>> BEGIN TEXT EXCERPT
In 1956, a brand new Douglas Aircraft DC-7B was christened with US registration number N101LM. She was to begin service as a passenger airliner for American Airlines.


Powered by four Wright Radial R-3350 Series engines, she carried a crew of 2 pilots, 1 flight engineer, 2-4 stewardesses and 102 passengers. She was one of 24 DC-7Bs ordered by American.

The Wright Radial Cyclone engine was designed in 1937. Each of her four engines consisted of 18 cylinders, arranged in banks of two, displaced 3,350 cubic inches, and churned out 3,250 horsepower. These supercharged engines were the most powerful piston aircraft engines ever built.

The DC-7 had a range of up to 5,000 miles at a maximum ceiling of 28,000 feet, depending on payload. It took her just under 8 hours for a non-stop US coast to coast flight, at a cruise speed of 360 mph.

The DC-7 airliner was the last of an era, preceded by the DC-3, DC-4 and DC-6 aircraft. As a child in the early 1960′s, I can vaguely recall flights on aircraft like the DC-7 and the Constellation. I remember being asked if I wanted to visit the cockpit and flight crew before take off. It was an era of fine linen table cloths, real china, edible food and well-dressed travelers. Certainly, it was well before the era of rude passengers, surly flight attendants and the TSA.

Starting in the late 1950′s, piston-engine commercial passenger aircraft was phased out due to the arriving jet age. Jet engines were quieter and more reliable. They burned inexpensive Jet-A fuel as opposed to Avgas. Jetliners flew higher, farther and faster than radial-powered piston aircraft. Just 107 DC-7Bs were built before the Douglas DC-8 and Boeing 707s jetliners began service in the late 1950′s.

After her passenger carrying days were over, N101LM was registered as N381AA and earned her living as an air freighter.

N381AA spent her last 6 years as a cargo hauler operating out of Opa Locka, FL, (KOPF) near Miami, operated by Turks Air.
>> END TEXT EXCERPT
__SET EXERCISE A__. Extract every line of the entries that contains the string "hand". Case counts.
The DC-7B history has no connection to the entries that follow it.
>> BEGIN INFORMATION PROVIDED
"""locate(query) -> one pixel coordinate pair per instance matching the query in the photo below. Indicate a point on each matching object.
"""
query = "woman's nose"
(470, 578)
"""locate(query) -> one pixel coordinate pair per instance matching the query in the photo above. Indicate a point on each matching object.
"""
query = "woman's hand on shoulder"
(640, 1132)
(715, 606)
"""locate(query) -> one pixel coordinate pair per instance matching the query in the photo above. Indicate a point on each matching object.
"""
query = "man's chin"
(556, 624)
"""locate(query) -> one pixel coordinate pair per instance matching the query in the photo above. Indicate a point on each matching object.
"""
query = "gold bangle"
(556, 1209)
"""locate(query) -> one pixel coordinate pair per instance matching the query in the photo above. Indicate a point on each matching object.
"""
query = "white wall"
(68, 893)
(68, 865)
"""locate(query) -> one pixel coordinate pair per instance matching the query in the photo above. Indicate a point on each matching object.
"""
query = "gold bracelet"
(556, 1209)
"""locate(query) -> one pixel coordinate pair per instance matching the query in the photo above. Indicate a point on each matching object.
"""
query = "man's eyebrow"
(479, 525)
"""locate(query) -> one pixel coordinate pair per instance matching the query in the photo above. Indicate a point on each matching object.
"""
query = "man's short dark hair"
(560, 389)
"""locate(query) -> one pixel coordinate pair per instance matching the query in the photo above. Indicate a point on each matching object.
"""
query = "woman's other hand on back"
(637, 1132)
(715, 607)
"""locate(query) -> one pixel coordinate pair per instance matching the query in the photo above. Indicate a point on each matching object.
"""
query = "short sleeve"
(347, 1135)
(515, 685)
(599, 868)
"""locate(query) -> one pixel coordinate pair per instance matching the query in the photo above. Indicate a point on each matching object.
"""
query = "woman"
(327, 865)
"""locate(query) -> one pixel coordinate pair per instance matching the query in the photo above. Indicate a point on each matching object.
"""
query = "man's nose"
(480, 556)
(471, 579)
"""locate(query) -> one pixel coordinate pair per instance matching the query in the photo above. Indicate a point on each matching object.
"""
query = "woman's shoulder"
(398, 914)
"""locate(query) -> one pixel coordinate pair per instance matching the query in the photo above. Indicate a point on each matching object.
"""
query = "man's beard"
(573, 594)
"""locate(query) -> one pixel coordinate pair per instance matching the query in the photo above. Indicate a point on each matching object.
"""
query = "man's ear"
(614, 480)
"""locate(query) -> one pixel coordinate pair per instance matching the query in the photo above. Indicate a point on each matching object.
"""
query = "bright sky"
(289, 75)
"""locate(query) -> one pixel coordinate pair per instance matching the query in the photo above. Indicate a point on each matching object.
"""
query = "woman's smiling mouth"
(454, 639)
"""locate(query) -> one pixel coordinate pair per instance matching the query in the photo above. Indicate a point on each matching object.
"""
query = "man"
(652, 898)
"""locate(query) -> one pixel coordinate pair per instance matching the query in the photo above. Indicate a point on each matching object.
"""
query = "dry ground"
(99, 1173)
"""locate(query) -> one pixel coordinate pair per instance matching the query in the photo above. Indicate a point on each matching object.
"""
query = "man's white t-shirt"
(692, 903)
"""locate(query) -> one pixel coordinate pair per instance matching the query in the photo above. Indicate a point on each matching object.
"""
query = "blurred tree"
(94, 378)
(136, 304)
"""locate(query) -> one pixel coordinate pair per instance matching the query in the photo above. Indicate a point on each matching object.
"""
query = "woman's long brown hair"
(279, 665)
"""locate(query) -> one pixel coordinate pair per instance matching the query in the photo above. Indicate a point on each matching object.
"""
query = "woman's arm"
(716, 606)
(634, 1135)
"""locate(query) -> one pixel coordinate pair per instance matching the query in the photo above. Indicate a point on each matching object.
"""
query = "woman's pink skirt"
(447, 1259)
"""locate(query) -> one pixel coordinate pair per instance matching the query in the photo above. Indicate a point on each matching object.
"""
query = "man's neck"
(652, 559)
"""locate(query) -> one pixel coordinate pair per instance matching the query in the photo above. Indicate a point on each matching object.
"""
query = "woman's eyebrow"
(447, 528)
>> END INFORMATION PROVIDED
__SET EXERCISE B__. Continue the DC-7B history after its final sentence.

__REPLY A__.
query = "woman's hand on shoulder"
query = "woman's other hand on back"

__REPLY B__.
Finally, in mid 2012, and after over 32,000 flight hours on the airframe, she was sold one last time. But she would not fly again. Her wings and vertical stabilizer were removed and she was loaded on a trailer and trucked 250 miles north, up  Interstate 95, to the New Smyrna Beach Airport, FL (KEVB). There, the wings were re-installed, commencing the process of being converted to a fine dining restaurant at the little GA field.

In November I met up with a few other Beechcraft Bonanza pilots from Central Florida at the New Smyrna Beach Airport. The morning was cool and crisp. We were there to enjoy a fund raising breakfast and tour of the conversion work of the aircraft, now known as The DC-7 Grille. After the renovation, the aircraft will be maintained as a static display restaurant and museum, as a tribute to the golden age of aviation.

Bonanzas at EVB

Bonanzas at EVB

Upon taxiing to the GA ramp, we found strong support for this ambitious project from the local and aviation community, where nearly 400 other people had turned out for a pancake breakfast and tour. There was a long line to board the aircraft and view the work to date.

Currently, the aircraft interior has been stripped and walls are being fabricated. The all-original instrument panel is being refurbished as it would have looked during the airplane’s heyday.

Once complete, she will seat 40 diners at any one time, plus the bar area.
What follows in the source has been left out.